Work to complete »
Copy out the listing exactly.

Dataset items
>>>

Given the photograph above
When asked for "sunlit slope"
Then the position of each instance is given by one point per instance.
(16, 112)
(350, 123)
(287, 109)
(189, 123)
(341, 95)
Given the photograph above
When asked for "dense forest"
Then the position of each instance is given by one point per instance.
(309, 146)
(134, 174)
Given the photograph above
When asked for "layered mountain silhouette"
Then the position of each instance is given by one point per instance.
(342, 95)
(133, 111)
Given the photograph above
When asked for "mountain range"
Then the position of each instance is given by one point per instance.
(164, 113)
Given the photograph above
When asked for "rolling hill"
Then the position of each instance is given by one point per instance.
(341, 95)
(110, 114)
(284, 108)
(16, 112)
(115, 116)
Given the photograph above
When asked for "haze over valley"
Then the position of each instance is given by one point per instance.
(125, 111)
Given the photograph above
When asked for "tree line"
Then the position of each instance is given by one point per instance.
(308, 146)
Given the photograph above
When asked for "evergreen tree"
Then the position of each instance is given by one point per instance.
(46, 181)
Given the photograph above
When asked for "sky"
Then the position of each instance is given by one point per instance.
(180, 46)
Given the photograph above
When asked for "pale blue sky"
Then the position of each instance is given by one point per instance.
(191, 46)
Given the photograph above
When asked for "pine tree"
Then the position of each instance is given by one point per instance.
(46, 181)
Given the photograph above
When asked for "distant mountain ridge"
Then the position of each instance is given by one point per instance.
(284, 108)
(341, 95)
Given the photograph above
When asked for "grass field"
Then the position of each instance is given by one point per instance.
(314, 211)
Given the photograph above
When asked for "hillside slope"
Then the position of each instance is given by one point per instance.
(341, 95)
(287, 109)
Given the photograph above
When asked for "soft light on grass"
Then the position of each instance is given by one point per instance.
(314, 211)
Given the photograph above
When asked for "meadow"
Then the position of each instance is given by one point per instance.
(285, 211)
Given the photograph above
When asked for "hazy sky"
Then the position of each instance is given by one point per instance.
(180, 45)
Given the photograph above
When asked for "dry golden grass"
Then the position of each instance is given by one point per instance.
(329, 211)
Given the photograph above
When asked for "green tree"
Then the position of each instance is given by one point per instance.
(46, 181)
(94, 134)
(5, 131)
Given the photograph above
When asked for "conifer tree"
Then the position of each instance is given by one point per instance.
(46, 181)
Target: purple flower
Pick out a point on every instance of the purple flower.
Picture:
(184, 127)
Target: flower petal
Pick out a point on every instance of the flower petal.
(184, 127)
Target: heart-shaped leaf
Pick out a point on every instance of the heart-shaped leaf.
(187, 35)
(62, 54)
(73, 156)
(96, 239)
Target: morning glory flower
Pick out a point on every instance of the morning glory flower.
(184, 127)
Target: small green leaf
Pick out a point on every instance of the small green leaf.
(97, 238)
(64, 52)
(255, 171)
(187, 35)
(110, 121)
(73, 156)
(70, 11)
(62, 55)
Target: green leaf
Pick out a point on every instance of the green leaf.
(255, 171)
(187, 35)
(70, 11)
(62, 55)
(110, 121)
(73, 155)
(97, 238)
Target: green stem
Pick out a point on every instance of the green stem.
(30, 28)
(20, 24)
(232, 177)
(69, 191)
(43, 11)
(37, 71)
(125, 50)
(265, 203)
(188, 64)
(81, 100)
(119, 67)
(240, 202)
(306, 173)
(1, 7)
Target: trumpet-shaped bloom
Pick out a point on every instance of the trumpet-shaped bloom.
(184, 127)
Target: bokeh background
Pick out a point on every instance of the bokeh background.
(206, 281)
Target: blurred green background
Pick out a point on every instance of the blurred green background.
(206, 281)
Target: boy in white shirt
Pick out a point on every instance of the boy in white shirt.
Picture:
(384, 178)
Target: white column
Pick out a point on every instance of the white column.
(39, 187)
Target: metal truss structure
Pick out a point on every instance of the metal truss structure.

<<<

Written response »
Given the photograph above
When asked for "sunlit slope"
Then the position of each instance is given by one point per instance.
(16, 112)
(350, 123)
(287, 109)
(189, 123)
(341, 95)
Given the photograph above
When asked for "dense forest"
Then the position of each instance is given by one point per instance.
(309, 146)
(134, 174)
Given the photograph above
When asked for "layered mountain silhouette"
Then the position of each instance is given by one point per instance.
(342, 95)
(133, 111)
Given the photograph above
When asked for "mountain range"
Then the position of each instance is given by one point per instance.
(164, 113)
Given the photograph above
When asked for "rolling hill"
Then the position of each instance is given by one point per instance.
(341, 95)
(110, 114)
(284, 108)
(16, 112)
(115, 116)
Given the photograph above
When asked for "haze over valley"
Then the position of each instance is given by one point per instance.
(125, 111)
Given the photograph above
When asked for "tree line"
Then the position of each instance is given by one point per instance.
(308, 146)
Given the photograph above
When asked for "evergreen tree"
Then the position of each instance is given by one point per instance.
(46, 181)
Given the photograph above
When asked for "sky"
Then the position of each instance is given by one point per instance.
(180, 46)
Given the photograph above
When asked for "pale blue sky"
Then the position of each instance is given by one point per instance.
(191, 46)
Given the photograph above
When asked for "pine tree"
Then the position of each instance is given by one point per instance.
(46, 181)
Given the photograph above
When asked for "distant mountain ridge"
Then the position of each instance is given by one point per instance.
(284, 108)
(341, 95)
Given the photograph above
When asked for "grass field"
Then the position of each instance is given by one point per instance.
(314, 211)
Given the photograph above
When asked for "hillside slope"
Then the position of each instance is given by one point per instance.
(341, 95)
(287, 109)
Given the photograph above
When asked for "soft light on grass"
Then the position of each instance is given by one point per instance.
(314, 211)
Given the photograph above
When asked for "meadow"
Then the position of each instance is given by one point per instance.
(285, 211)
Given the photograph above
When asked for "hazy sky"
Then the position of each instance is given by one point per instance.
(180, 45)
Given the photograph above
When asked for "dry golden grass"
Then the position of each instance is given by one point per instance.
(329, 211)
Given the photograph above
When asked for "green tree"
Then the position of each instance is given by one point per instance.
(46, 181)
(94, 134)
(5, 131)
Given the photograph above
When asked for "conifer tree"
Then the position of each instance is given by one point per instance.
(46, 181)
Target: purple flower
Pick out a point on every instance of the purple flower.
Picture:
(184, 127)
Target: flower petal
Pick out a point on every instance of the flower petal.
(184, 127)
Target: heart-shaped leaf
Pick out a point on every instance of the heart-shaped leaf.
(187, 35)
(62, 54)
(73, 156)
(96, 239)
Target: morning glory flower
Pick out a point on every instance of the morning glory flower.
(184, 127)
Target: small green leaf
Pick out a point on every instance of the small green leaf.
(97, 238)
(64, 52)
(255, 171)
(187, 35)
(110, 121)
(73, 156)
(70, 11)
(62, 55)
Target: green leaf
Pick out a point on every instance of the green leaf.
(255, 171)
(187, 35)
(70, 11)
(62, 55)
(110, 121)
(73, 155)
(97, 238)
Target: green stem
Pick out a point on every instance of the green stem.
(30, 28)
(20, 24)
(232, 177)
(69, 191)
(43, 11)
(37, 71)
(125, 50)
(265, 203)
(188, 64)
(81, 100)
(119, 67)
(240, 202)
(306, 173)
(1, 7)
Target: trumpet-shaped bloom
Pick out a point on every instance of the trumpet-shaped bloom.
(184, 127)
Target: bokeh background
Pick out a point on every instance of the bokeh background.
(206, 281)
Target: blurred green background
Pick out a point on every instance of the blurred green background.
(206, 281)
Target: boy in white shirt
Pick out a point on every instance of the boy in white shirt.
Picture:
(384, 178)
Target: white column
Pick out a point on every instance of the white column.
(39, 187)
Target: metal truss structure
Pick out a point on every instance of the metal truss structure.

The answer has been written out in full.